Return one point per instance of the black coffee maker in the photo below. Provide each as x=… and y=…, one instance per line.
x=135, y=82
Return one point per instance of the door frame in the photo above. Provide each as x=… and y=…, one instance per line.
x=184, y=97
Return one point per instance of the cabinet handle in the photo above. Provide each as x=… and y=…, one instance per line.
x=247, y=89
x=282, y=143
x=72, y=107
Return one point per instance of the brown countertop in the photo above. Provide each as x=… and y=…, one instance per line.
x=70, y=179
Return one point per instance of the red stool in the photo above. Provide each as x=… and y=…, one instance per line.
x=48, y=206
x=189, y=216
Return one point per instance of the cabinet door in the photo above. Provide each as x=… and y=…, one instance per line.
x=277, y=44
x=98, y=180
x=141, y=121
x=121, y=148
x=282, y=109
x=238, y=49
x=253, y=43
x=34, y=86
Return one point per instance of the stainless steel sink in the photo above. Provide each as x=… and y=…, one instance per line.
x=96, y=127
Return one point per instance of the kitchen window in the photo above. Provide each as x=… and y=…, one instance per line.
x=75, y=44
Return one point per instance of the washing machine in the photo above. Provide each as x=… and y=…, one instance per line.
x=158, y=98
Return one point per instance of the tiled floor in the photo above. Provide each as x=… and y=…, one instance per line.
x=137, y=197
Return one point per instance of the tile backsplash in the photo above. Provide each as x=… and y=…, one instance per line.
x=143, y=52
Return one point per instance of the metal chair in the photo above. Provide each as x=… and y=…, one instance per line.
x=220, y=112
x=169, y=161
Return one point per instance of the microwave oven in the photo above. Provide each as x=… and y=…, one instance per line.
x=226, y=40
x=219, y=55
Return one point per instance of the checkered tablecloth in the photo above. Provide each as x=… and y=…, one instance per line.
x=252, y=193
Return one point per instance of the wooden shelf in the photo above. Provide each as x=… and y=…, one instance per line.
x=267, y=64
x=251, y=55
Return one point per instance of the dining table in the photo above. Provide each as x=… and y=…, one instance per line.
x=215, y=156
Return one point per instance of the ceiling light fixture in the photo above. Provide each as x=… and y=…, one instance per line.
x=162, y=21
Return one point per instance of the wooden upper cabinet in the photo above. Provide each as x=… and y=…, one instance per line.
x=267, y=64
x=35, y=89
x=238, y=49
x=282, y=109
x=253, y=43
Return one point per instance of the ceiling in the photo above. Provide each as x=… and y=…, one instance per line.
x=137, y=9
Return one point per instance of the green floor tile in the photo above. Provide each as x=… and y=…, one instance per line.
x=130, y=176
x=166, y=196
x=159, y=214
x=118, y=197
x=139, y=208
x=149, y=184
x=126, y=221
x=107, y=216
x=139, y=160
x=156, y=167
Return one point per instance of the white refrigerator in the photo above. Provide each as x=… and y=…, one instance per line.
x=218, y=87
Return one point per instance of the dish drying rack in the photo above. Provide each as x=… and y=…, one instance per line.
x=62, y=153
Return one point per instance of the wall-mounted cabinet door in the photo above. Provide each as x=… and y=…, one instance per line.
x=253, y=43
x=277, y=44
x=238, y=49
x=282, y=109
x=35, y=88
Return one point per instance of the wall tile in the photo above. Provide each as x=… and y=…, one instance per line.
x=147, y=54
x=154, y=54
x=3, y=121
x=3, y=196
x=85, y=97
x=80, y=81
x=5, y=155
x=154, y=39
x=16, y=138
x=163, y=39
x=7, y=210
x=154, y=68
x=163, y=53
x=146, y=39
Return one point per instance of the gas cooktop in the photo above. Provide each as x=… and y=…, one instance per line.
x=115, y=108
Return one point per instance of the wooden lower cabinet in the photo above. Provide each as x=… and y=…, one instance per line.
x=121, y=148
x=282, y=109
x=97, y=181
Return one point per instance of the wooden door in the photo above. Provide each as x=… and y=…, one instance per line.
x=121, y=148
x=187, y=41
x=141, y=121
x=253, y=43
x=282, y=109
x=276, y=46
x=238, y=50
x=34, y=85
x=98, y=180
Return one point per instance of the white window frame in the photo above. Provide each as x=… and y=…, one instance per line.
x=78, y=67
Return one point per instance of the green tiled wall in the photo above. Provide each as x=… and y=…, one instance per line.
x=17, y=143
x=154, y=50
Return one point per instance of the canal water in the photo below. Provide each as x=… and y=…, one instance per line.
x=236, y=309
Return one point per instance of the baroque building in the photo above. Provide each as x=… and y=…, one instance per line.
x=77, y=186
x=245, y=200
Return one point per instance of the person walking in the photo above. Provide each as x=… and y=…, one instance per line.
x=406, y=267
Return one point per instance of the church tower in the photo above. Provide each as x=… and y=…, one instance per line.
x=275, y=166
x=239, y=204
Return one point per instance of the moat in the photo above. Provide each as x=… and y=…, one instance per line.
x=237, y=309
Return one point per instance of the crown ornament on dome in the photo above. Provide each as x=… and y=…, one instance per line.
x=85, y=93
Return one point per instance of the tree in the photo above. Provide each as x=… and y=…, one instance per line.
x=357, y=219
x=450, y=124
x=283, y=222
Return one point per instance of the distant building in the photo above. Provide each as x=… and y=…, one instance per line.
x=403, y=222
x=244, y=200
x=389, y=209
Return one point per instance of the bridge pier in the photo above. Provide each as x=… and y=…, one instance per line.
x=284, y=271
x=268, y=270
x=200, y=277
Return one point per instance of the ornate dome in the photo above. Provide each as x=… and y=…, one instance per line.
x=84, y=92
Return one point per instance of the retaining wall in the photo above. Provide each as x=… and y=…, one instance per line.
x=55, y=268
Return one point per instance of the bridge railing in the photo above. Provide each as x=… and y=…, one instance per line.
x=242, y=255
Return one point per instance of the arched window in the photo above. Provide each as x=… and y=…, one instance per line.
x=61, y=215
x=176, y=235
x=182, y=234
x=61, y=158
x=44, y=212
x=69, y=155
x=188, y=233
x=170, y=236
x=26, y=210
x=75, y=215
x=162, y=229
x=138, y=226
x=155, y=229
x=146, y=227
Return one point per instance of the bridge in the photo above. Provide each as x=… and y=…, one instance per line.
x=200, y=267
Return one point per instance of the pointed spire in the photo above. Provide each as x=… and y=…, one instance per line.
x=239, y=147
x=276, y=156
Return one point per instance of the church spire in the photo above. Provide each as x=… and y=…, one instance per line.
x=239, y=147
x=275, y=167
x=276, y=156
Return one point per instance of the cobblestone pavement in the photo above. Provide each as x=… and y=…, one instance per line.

» **Exercise description**
No lines before the one containing "Return one point per instance of the retaining" belong in the answer; write out that line and each one after it exactly, through the end of the records.

» **Exercise result**
Return one point per instance of the retaining wall in the photo above. Provide each as x=… and y=…, one instance per line.
x=55, y=268
Return one point per instance of the bridge railing in the photo above. Provide each as x=… and y=…, one instance per line.
x=242, y=255
Return one point per instance of the arched window in the photo above. Provide each as x=… and y=…, one instance per line.
x=61, y=215
x=176, y=235
x=182, y=234
x=61, y=158
x=44, y=212
x=69, y=155
x=188, y=233
x=170, y=236
x=26, y=210
x=75, y=215
x=162, y=229
x=138, y=226
x=155, y=229
x=146, y=227
Return one point per instance of the bridge in the photo above. Provide each as x=… and y=…, one instance per line.
x=200, y=267
Return one point per instance of the pointed spire in the photo above. Provide each as x=… and y=…, one instance per line.
x=239, y=147
x=276, y=156
Return one point per instance of the church spire in the photo above. Provide each as x=… and y=…, one instance per line.
x=239, y=147
x=275, y=167
x=276, y=156
Return one point per instance of the cobblestone pavement in the photo above. Provide each as x=… and y=…, one instance per line.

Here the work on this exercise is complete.